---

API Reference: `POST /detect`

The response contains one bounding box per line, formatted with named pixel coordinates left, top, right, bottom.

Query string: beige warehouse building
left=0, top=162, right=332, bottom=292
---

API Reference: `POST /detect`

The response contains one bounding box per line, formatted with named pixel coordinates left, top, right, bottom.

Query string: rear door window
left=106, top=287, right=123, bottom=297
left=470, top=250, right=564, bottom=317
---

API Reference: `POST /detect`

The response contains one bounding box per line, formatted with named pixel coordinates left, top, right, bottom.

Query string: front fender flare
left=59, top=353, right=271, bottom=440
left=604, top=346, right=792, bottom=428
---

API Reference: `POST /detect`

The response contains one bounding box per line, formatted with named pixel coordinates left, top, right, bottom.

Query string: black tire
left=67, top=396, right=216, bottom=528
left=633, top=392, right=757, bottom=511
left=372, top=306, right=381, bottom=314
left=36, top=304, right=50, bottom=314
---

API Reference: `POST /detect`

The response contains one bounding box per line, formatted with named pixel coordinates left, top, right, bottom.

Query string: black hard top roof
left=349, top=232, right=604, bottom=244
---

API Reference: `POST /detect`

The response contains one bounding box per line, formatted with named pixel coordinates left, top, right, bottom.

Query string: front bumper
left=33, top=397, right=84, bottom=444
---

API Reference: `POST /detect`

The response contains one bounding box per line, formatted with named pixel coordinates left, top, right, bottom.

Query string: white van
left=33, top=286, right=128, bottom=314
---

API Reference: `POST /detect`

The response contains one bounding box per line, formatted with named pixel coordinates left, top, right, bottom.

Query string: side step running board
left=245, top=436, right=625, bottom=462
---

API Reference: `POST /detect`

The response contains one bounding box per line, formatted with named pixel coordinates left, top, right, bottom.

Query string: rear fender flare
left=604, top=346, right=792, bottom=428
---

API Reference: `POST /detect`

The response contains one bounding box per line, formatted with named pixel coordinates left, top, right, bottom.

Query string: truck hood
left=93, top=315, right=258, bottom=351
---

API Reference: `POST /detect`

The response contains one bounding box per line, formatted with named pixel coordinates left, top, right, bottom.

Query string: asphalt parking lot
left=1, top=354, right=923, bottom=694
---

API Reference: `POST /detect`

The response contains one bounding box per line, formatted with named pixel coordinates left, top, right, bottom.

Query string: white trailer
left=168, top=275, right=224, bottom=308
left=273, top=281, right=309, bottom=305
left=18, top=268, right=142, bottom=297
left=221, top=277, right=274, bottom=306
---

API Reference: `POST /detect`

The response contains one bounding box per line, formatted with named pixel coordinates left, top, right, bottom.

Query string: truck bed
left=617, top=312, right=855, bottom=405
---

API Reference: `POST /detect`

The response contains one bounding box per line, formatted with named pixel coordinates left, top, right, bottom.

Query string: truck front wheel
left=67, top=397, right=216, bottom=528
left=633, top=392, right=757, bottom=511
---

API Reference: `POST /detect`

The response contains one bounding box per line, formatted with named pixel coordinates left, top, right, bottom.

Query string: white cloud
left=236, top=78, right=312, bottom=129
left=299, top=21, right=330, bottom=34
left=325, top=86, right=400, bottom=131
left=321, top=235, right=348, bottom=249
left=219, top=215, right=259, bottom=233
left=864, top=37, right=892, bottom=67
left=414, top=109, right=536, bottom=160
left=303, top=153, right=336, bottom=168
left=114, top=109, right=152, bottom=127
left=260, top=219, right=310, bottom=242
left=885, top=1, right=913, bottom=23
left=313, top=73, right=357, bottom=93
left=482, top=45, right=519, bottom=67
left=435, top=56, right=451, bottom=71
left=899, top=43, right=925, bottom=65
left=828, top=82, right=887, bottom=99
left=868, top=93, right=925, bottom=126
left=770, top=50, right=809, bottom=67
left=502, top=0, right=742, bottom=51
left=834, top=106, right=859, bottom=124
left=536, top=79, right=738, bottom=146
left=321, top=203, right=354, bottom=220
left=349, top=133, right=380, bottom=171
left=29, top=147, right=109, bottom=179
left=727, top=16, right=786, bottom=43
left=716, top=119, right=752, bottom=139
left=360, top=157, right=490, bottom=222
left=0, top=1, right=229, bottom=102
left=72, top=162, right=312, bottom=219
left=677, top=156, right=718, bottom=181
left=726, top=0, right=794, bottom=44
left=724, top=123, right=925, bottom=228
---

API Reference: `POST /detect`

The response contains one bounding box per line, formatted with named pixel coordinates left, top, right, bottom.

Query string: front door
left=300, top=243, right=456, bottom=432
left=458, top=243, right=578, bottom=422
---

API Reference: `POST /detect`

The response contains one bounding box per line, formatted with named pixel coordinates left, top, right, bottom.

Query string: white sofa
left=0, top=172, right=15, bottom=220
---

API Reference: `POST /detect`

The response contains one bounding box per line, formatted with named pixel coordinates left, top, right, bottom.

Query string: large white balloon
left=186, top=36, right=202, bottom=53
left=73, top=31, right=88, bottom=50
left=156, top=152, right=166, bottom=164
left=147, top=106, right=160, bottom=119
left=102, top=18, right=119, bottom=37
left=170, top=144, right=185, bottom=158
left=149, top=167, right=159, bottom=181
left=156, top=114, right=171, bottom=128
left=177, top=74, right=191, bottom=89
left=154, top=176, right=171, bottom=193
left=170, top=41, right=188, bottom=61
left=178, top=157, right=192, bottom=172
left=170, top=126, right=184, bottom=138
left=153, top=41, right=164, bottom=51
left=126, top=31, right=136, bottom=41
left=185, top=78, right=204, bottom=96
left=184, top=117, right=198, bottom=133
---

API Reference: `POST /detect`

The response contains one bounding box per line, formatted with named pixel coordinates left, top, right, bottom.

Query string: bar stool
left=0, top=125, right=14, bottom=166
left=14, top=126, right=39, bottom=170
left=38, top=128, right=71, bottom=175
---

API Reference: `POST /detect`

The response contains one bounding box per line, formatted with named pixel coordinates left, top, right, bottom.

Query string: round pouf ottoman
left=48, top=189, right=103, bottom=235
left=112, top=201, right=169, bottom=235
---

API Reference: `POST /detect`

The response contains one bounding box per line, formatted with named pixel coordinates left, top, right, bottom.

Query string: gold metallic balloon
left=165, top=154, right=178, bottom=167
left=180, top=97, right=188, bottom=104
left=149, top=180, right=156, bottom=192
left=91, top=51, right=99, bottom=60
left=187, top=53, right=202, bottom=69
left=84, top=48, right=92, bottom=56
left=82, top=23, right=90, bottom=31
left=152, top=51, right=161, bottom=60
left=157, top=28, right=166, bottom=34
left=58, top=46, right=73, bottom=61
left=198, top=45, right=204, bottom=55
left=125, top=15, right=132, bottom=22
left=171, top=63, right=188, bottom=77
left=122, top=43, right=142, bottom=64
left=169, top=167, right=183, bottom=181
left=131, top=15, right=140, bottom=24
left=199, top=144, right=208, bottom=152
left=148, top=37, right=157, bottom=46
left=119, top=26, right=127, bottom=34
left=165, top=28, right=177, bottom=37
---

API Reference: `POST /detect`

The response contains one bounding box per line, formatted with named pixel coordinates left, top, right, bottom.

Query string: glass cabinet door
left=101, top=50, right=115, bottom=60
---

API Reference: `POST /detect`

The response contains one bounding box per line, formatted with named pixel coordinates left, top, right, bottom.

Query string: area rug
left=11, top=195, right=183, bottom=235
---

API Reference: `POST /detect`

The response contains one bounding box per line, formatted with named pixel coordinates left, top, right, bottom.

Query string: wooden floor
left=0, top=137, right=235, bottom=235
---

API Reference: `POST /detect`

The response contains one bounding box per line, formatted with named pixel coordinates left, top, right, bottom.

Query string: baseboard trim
****************
§ **WHAT NEEDS TO BE DONE**
Every entry in the data should be returned exactly.

§ **EXERCISE RESPONSE**
---

API Reference: `POST /detect`

The response contains one bounding box per line, formatted with named pixel coordinates left, top, right, bottom.

Query string: beige warehouse building
left=0, top=162, right=332, bottom=292
---

API Reference: `POST /detect`

The response contains one bounding box per line, formatted with named pixel coordinates left, top, right, bottom.

Query string: rear door window
left=106, top=287, right=123, bottom=297
left=470, top=250, right=564, bottom=317
---

API Reference: `POST /detect`

The response contains one bounding box per line, formatted with named pixel coordinates left, top, right, bottom.

Query string: front fender flare
left=59, top=353, right=271, bottom=440
left=604, top=346, right=792, bottom=428
---

API Reference: `POST /detect`

The response contains one bounding box per line, formatted with named pixel coordinates left, top, right, bottom.

Query string: black tire
left=67, top=396, right=216, bottom=528
left=633, top=392, right=757, bottom=511
left=372, top=306, right=381, bottom=314
left=36, top=304, right=50, bottom=314
---

API Reference: `POST /detect`

The response contains one bounding box per line, formatted with named pixel coordinates left, top, right, bottom.

Query string: black hard top roof
left=349, top=232, right=604, bottom=244
---

API Reference: `POST /detect`

The response contains one bounding box per line, formatted with named pixel coordinates left, top, right, bottom.

Query string: front bumper
left=33, top=397, right=84, bottom=444
---

API Reference: `POST /detect`

The response contains one bounding box per line, formatted with named pixel coordinates left, top, right, bottom.

Query string: white van
left=33, top=286, right=128, bottom=314
---

API Reference: `POST /detect`

The response contains one bounding box per line, formatted with named pixel coordinates left, top, right, bottom.

Query string: side step running board
left=245, top=436, right=625, bottom=462
---

API Reference: `POST /detect`

The response contains one bounding box per line, formatted with named pixel coordinates left, top, right, bottom.

Query string: rear fender flare
left=604, top=346, right=792, bottom=428
---

API Reference: `POST /detect`

The response contains one bounding box per line, formatted with named pixel coordinates left, top, right, bottom.

Query string: truck hood
left=93, top=315, right=258, bottom=351
---

API Reference: `POST /detect`

The response contains one bounding box per line, formatted with named pixel coordinates left, top, right, bottom.

Query string: asphalt parking lot
left=1, top=354, right=923, bottom=694
---

API Reference: `POST /detect`

The response contains one bounding box per line, formatted with named pixel coordinates left, top, right, bottom.

Query string: white trailer
left=168, top=275, right=224, bottom=308
left=273, top=281, right=309, bottom=305
left=18, top=268, right=142, bottom=297
left=221, top=277, right=274, bottom=306
---

API Reference: `POST /detect`

The response contains one bounding box per line, formatted with named pixel coordinates left, top, right, bottom.

Query string: truck bed
left=617, top=312, right=855, bottom=405
---

API Reference: `POST /detect`

The response contains one bounding box per line, formatted with named pixel coordinates left, top, right, bottom.

Query string: truck front wheel
left=67, top=397, right=216, bottom=528
left=633, top=392, right=757, bottom=511
---

API Reference: `POST /detect`

The response contains one bounding box per line, formatted with named pixel coordinates left, top, right, bottom.

Query string: white cloud
left=236, top=78, right=312, bottom=129
left=299, top=21, right=330, bottom=34
left=325, top=86, right=400, bottom=131
left=321, top=235, right=348, bottom=249
left=219, top=215, right=259, bottom=233
left=864, top=37, right=892, bottom=67
left=414, top=109, right=536, bottom=160
left=303, top=153, right=336, bottom=168
left=114, top=109, right=152, bottom=127
left=260, top=219, right=310, bottom=242
left=885, top=1, right=913, bottom=23
left=313, top=73, right=357, bottom=93
left=482, top=45, right=519, bottom=67
left=435, top=56, right=451, bottom=71
left=899, top=43, right=925, bottom=65
left=828, top=82, right=887, bottom=99
left=868, top=93, right=925, bottom=126
left=770, top=50, right=809, bottom=67
left=502, top=0, right=742, bottom=51
left=834, top=106, right=859, bottom=124
left=536, top=79, right=738, bottom=146
left=321, top=203, right=354, bottom=220
left=349, top=133, right=380, bottom=171
left=29, top=147, right=109, bottom=179
left=727, top=16, right=786, bottom=43
left=716, top=119, right=752, bottom=139
left=360, top=157, right=490, bottom=222
left=0, top=1, right=229, bottom=102
left=72, top=162, right=312, bottom=219
left=677, top=156, right=718, bottom=181
left=726, top=0, right=794, bottom=44
left=724, top=123, right=925, bottom=228
---

API Reference: `POST /detect`

The response contains one bounding box per line, formatted with named pixel coordinates left, top, right, bottom.

Query string: front door
left=300, top=243, right=456, bottom=432
left=458, top=243, right=578, bottom=422
---

API Reference: `POST /detect`

The response contains one bounding box per line, formatted with named pixel coordinates left, top, right, bottom.

Query string: white sofa
left=0, top=172, right=15, bottom=220
---

API Reference: `POST /detect`

The response contains one bounding box per line, formatted with named pixel coordinates left, top, right, bottom.

Query string: large white balloon
left=186, top=36, right=202, bottom=53
left=73, top=31, right=88, bottom=50
left=156, top=152, right=166, bottom=164
left=147, top=106, right=160, bottom=119
left=102, top=18, right=119, bottom=37
left=170, top=144, right=185, bottom=158
left=149, top=167, right=159, bottom=181
left=156, top=114, right=171, bottom=128
left=177, top=74, right=191, bottom=89
left=154, top=176, right=171, bottom=193
left=170, top=41, right=188, bottom=61
left=178, top=157, right=192, bottom=172
left=170, top=126, right=184, bottom=138
left=153, top=41, right=164, bottom=51
left=126, top=31, right=136, bottom=41
left=185, top=78, right=204, bottom=96
left=184, top=117, right=198, bottom=133
---

API Reference: `POST /detect`

The response contains one bounding box per line, formatted with named pixel coordinates left, top, right, bottom.

Query string: bar stool
left=0, top=125, right=14, bottom=166
left=14, top=126, right=39, bottom=170
left=38, top=128, right=71, bottom=175
---

API Reference: `POST /detect`

The response contains one bounding box per line, formatted with named pixel coordinates left, top, right, bottom.

Query string: round pouf ottoman
left=48, top=189, right=103, bottom=235
left=112, top=201, right=169, bottom=235
---

API Reference: `POST /detect`

The response contains one bounding box per line, formatted with named pixel coordinates left, top, right, bottom.

Query string: gold metallic balloon
left=165, top=154, right=178, bottom=167
left=180, top=97, right=188, bottom=104
left=149, top=180, right=156, bottom=192
left=91, top=51, right=99, bottom=60
left=187, top=53, right=202, bottom=69
left=84, top=48, right=92, bottom=56
left=82, top=23, right=90, bottom=31
left=152, top=51, right=161, bottom=60
left=157, top=28, right=166, bottom=34
left=58, top=46, right=73, bottom=61
left=198, top=45, right=204, bottom=55
left=125, top=15, right=132, bottom=22
left=171, top=63, right=188, bottom=77
left=122, top=43, right=142, bottom=64
left=169, top=167, right=183, bottom=181
left=131, top=15, right=140, bottom=24
left=199, top=144, right=208, bottom=152
left=148, top=37, right=157, bottom=46
left=119, top=26, right=127, bottom=34
left=165, top=28, right=177, bottom=37
---

API Reference: `POST /detect`

The response contains one bounding box per line, formatted with named pixel coordinates left, top, right, bottom.

Query string: glass cabinet door
left=101, top=50, right=115, bottom=60
---

API Reference: `POST /detect`

The response contains one bounding box per line, formatted with named pixel coordinates left, top, right, bottom.

Query string: area rug
left=11, top=195, right=183, bottom=235
---

API Reference: `POST /detect`

The response contains one bounding box per line, formatted with named pixel coordinates left, top, right, bottom.

Query string: wooden floor
left=0, top=137, right=235, bottom=235
---

API Reference: `POST /detect`

The response contains one bounding box per line, formatted with named pixel coordinates left, top, right, bottom.

Query string: baseboard trim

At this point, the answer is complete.